Gate Optimization with Autodiff

Simphony is a Python package designed for simulating the spin dynamics of point defects, in particular the nitrogen-vacancy (NV) center, which is surrounded by nuclear spins and serves as a central-spin quantum register.

This tutorial demonstrates how to leverage Simphony’s automatic differentiation (autodiff) capabilities to optimize a quantum gate at the pulse level.

We will:

• Define a physical model based on NV-center spins

• Set up an objective function using gate infidelity

• Use autodiff to compute gradients

• Apply gradient-based optimization to improve gate fidelity

Import the packages

First, enable automatic differentiation in Simphony, set the computation to run on the GPU — highly recommended for autodiff — and import the required packages:

import simphony
simphony.Config.set_platform('gpu')

Saved entries
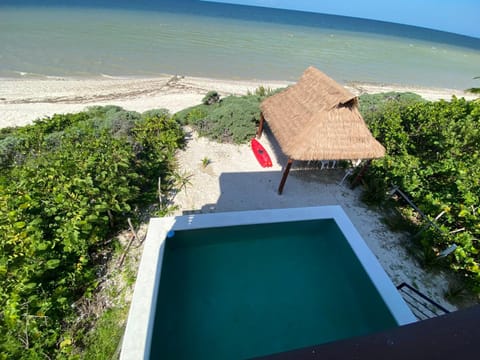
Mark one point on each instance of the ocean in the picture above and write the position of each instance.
(148, 38)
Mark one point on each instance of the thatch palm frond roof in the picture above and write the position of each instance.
(318, 119)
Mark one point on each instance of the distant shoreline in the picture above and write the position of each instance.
(22, 100)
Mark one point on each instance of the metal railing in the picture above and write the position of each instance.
(422, 306)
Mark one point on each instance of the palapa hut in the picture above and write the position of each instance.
(318, 119)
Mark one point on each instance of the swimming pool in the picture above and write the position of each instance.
(246, 284)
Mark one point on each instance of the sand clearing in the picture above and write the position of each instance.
(22, 100)
(233, 180)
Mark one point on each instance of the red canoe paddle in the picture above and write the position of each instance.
(261, 154)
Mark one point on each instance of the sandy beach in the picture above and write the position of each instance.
(233, 180)
(24, 100)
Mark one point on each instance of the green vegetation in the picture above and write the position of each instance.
(474, 90)
(433, 156)
(66, 184)
(232, 119)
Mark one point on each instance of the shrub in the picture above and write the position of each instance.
(66, 183)
(233, 119)
(433, 155)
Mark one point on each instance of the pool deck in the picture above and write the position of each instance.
(138, 333)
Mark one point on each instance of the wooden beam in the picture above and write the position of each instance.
(285, 175)
(360, 175)
(260, 126)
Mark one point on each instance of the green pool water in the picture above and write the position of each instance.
(244, 291)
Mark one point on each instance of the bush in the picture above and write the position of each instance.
(66, 183)
(433, 155)
(233, 119)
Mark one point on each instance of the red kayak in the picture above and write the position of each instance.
(261, 154)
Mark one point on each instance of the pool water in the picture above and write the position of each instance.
(243, 291)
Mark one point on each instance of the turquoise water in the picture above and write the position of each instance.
(225, 41)
(245, 291)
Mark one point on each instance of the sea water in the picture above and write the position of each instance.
(149, 38)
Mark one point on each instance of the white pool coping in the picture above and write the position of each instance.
(138, 333)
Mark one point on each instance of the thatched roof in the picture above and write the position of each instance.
(318, 119)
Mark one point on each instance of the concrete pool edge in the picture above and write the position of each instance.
(138, 332)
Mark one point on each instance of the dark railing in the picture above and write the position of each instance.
(422, 306)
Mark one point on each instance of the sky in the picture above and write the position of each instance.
(457, 16)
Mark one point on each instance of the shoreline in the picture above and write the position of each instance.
(24, 100)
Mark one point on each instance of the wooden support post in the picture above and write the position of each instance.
(285, 175)
(260, 126)
(360, 174)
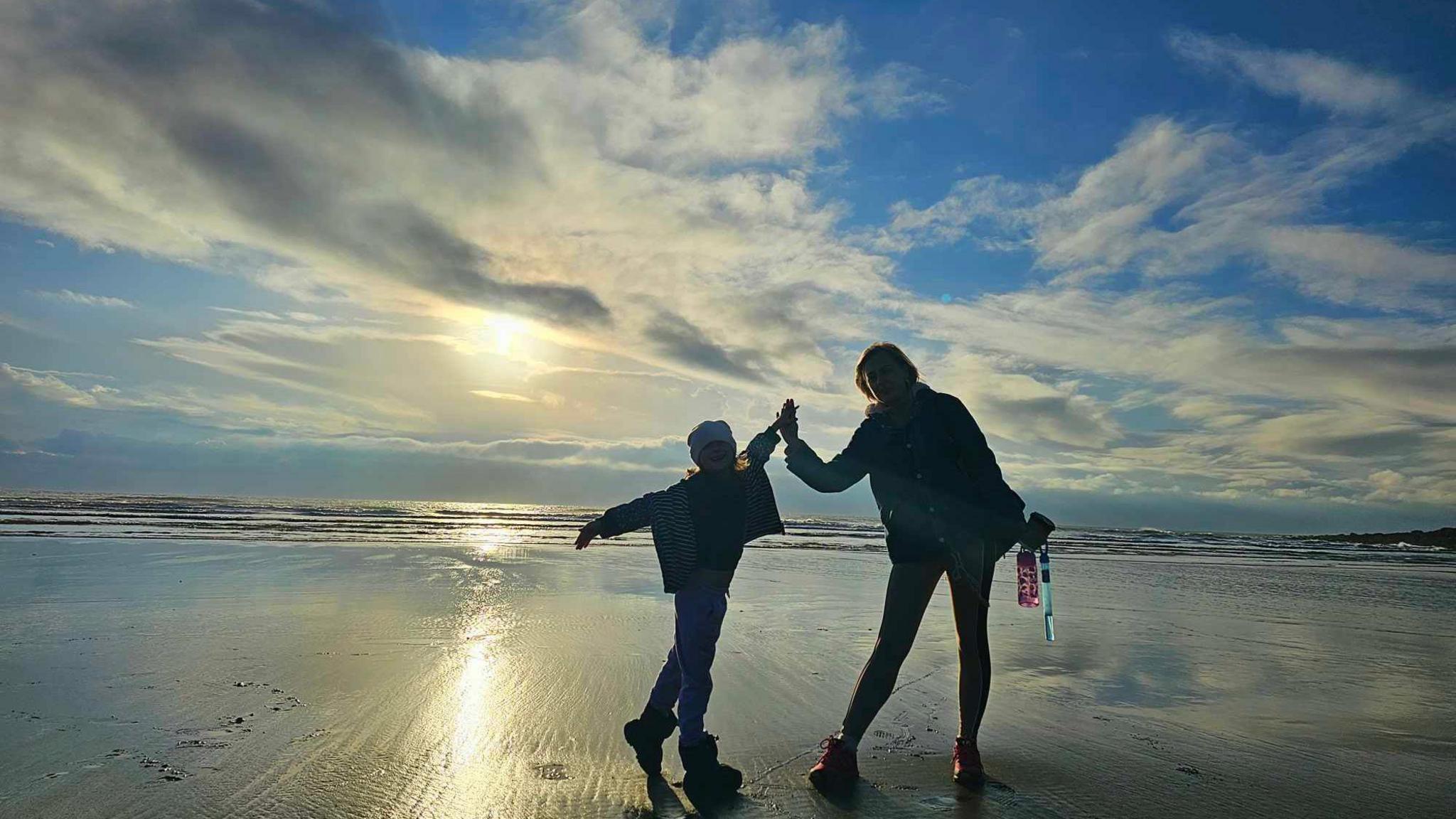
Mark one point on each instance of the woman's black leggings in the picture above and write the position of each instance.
(906, 598)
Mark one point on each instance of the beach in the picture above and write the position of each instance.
(198, 677)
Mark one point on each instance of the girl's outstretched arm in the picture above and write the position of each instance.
(843, 471)
(618, 520)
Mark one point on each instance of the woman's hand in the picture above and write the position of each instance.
(788, 422)
(587, 534)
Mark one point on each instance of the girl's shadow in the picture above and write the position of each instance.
(665, 803)
(664, 799)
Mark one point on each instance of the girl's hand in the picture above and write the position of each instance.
(788, 422)
(587, 534)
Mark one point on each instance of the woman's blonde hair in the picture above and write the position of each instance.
(890, 348)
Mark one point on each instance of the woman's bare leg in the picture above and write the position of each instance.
(906, 598)
(976, 652)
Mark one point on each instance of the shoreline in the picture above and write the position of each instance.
(458, 681)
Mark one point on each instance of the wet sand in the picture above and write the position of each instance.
(229, 680)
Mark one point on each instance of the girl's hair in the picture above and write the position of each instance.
(890, 350)
(740, 465)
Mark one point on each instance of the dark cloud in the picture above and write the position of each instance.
(680, 340)
(274, 114)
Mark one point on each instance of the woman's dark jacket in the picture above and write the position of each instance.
(935, 480)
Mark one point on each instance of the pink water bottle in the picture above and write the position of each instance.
(1028, 588)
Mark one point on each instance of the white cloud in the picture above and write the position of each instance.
(654, 215)
(86, 299)
(899, 90)
(1305, 75)
(50, 387)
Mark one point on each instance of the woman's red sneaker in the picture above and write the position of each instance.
(965, 764)
(836, 770)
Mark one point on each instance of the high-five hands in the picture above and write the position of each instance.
(788, 422)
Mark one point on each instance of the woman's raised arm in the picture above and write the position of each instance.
(842, 471)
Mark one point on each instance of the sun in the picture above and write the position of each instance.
(507, 330)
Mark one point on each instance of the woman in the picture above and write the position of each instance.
(944, 506)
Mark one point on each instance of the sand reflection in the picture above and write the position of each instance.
(475, 694)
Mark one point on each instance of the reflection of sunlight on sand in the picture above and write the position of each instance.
(475, 692)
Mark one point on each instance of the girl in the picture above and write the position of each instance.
(700, 528)
(946, 508)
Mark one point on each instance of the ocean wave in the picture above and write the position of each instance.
(95, 515)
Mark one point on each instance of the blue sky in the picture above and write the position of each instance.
(1190, 266)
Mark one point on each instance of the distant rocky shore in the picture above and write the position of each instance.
(1436, 538)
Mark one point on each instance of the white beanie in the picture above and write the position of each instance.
(707, 433)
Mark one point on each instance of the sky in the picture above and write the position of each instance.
(1190, 266)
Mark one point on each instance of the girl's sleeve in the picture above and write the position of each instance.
(762, 448)
(843, 471)
(626, 518)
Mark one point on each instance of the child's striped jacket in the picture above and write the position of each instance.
(672, 520)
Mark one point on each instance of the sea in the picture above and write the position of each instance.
(294, 520)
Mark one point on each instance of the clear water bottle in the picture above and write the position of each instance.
(1028, 587)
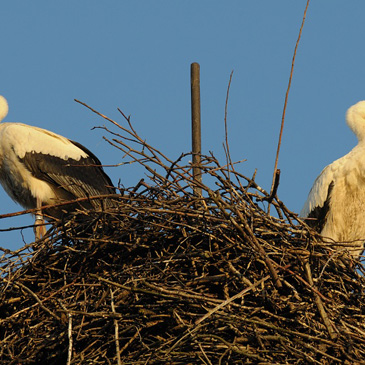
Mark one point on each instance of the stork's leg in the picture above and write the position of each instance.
(39, 229)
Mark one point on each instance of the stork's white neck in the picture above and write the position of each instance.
(3, 108)
(355, 118)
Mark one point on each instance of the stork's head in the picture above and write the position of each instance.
(3, 108)
(355, 118)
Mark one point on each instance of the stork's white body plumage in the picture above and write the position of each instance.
(336, 201)
(39, 167)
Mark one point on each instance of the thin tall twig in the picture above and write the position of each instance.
(286, 99)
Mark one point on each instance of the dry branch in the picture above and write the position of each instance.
(170, 277)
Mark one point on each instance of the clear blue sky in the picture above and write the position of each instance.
(136, 55)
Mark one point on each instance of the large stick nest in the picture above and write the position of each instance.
(178, 277)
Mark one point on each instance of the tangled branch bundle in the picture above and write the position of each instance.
(171, 277)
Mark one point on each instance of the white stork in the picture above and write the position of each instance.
(39, 167)
(337, 198)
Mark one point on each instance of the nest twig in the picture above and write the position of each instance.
(170, 277)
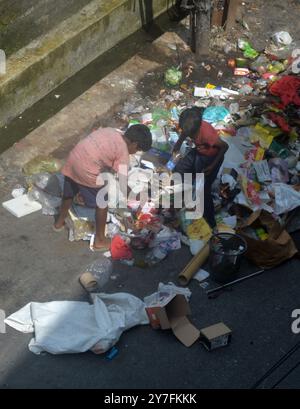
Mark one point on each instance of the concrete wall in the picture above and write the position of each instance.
(21, 21)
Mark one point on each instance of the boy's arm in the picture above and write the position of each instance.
(223, 148)
(178, 144)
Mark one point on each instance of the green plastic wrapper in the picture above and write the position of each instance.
(249, 51)
(42, 164)
(173, 76)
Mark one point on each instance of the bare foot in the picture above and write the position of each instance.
(59, 225)
(101, 244)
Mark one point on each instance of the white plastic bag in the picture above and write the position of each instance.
(286, 198)
(62, 327)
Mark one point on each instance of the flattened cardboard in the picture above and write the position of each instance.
(171, 314)
(277, 248)
(215, 336)
(185, 331)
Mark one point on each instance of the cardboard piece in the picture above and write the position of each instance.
(279, 246)
(169, 311)
(215, 336)
(22, 206)
(193, 266)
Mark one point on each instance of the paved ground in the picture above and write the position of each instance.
(37, 264)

Prompt 1: Return everything from "Simphony is a" down to "central-spin quantum register." in the autodiff gate optimization tutorial, copied word for word.
Prompt 2: According to the autodiff gate optimization tutorial, what is used to set up the objective function?

Worked solution 1:
Simphony is a Python package designed for simulating the spin dynamics of point defects, in particular the nitrogen-vacancy (NV) center, which is surrounded by nuclear spins and serves as a central-spin quantum register.

Worked solution 2: Gate infidelity.